------ Records for the exercise

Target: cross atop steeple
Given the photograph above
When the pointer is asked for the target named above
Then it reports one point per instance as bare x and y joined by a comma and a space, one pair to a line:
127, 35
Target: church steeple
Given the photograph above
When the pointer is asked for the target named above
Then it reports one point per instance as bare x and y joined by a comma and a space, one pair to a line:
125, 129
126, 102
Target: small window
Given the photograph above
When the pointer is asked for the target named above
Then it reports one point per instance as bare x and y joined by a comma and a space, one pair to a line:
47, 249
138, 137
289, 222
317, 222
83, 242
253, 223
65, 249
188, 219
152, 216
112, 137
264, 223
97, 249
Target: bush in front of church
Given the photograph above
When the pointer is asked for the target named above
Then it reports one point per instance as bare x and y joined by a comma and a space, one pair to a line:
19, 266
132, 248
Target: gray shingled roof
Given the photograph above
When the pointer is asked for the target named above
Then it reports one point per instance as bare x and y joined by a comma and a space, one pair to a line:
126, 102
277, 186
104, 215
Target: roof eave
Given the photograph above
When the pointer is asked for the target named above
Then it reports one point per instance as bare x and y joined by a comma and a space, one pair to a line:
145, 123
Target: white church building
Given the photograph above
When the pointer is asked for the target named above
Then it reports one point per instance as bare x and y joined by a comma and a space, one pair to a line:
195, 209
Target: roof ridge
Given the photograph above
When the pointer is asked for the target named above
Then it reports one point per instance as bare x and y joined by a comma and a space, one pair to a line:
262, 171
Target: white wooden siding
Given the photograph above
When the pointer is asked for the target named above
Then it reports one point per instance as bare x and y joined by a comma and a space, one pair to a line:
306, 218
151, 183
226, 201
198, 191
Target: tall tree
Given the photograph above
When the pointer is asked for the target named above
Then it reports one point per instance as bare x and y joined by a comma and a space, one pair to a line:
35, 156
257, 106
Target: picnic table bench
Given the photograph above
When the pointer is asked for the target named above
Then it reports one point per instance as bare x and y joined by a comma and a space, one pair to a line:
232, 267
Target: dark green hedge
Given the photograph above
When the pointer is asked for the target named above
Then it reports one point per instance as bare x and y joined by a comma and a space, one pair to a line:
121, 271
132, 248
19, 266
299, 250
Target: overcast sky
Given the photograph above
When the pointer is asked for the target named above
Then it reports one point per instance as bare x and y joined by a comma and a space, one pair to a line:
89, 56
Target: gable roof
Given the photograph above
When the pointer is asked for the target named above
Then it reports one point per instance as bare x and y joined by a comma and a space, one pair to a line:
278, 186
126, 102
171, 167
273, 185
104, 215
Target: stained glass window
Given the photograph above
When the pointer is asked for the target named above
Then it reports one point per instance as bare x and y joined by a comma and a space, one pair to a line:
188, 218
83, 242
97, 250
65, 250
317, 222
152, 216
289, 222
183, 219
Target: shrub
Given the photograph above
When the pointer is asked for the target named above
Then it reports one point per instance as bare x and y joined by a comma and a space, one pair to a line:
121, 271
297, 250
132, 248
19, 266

------------

**Task statement**
Would you write down every record again, exactly?

**Result for this exercise**
Target: cross atop steeple
Given the photograph above
When the pointer is asked for the target named above
Then it reports one point per instance as bare x and y joined by a comma and a space, one pair to a line:
127, 35
Target: church steeple
Given the photograph above
When the pointer is asked for the target named above
Then it reports one point per instance as bare x and y joined by a comma and a space, one pair to a line:
125, 129
126, 102
Target: small window
Given the photograph above
When the pointer is asked for the target named above
Then it reports one point per instance as bare x and y joined by a comma and a space, one pair to a line:
47, 249
138, 137
289, 222
317, 222
83, 242
253, 223
65, 249
188, 219
152, 216
112, 137
264, 223
97, 249
Target: bush in front of church
Given the photograph above
When the pointer is asked for the target named above
Then it reports one point per instance as bare x and y joined by a comma and a space, one pair to a line:
19, 266
132, 248
Target: gray shingled roof
Given the photograph above
When the pointer is asked for the target named above
Then it reports one point per instance as bare x and y joined by a comma and a space, one pair to a line:
126, 102
277, 186
104, 215
Target: roof eave
Given the photograph above
When the pointer is asked for the target named above
Then it reports one point per instance as bare x and y joined by a comma and a space, one pair to a line:
145, 123
Target: white church building
Given the photograph above
When the pointer is asked for the target named above
Then it reports one point per instance as bare x and y joined by a comma and a space, one pair to a line:
195, 209
Target: roof ridge
Given the photograph above
When the pointer is asked for the target named above
Then it reports one point per instance as bare x and y joined by a comma and a space, one pair to a line:
262, 171
Target: white wooden siding
Given the photograph above
When the pointer is asked for the target named above
Then it reports one point per instance as bare x and y joined by a comma and a space, one pair to a line:
306, 218
151, 183
226, 201
198, 191
Target: tall tree
Given the photograph above
When the pointer is asked for the target named above
Then it reports one point per instance as bare x and y joined by a comma and a space, one pair to a line:
35, 156
257, 106
Target: picnic table bench
Given the photograph above
When the pointer is asked for the target named above
Then it reports one point per instance as bare x and y joined by a comma and a space, one pair to a line:
232, 267
Target: dark green hedge
Given the photograph above
When the pointer is asked for the target named above
Then it reports one point per instance as bare x and y joined by a comma and a space, one pair to a line:
121, 271
132, 248
19, 266
299, 250
Target: overcast sky
Given the photograph above
When the pointer is asked for the target named above
Then it reports one point per instance as bare x and y joined by a comma and a space, one pair to a line:
89, 56
Target: gable roof
Given the photograph above
When the pointer is asked for the target named above
Then it reports one point per instance as bare x and y joined by a comma and a space, one pair to a line:
278, 186
126, 102
171, 167
273, 185
104, 215
Target: stained glass window
Given the photograph above
When the pointer is asked for the target named above
Then it reports one point per instance as bare x and y joined by a comma and a space, one pair to a line:
188, 218
83, 242
97, 250
65, 250
317, 222
152, 216
289, 222
183, 219
Target: shrub
Given the photograph above
When the pointer is asked for the target named above
Then it reports one point per instance as bare x and y joined by a comma and a space, one pair to a line:
121, 271
297, 250
132, 248
19, 266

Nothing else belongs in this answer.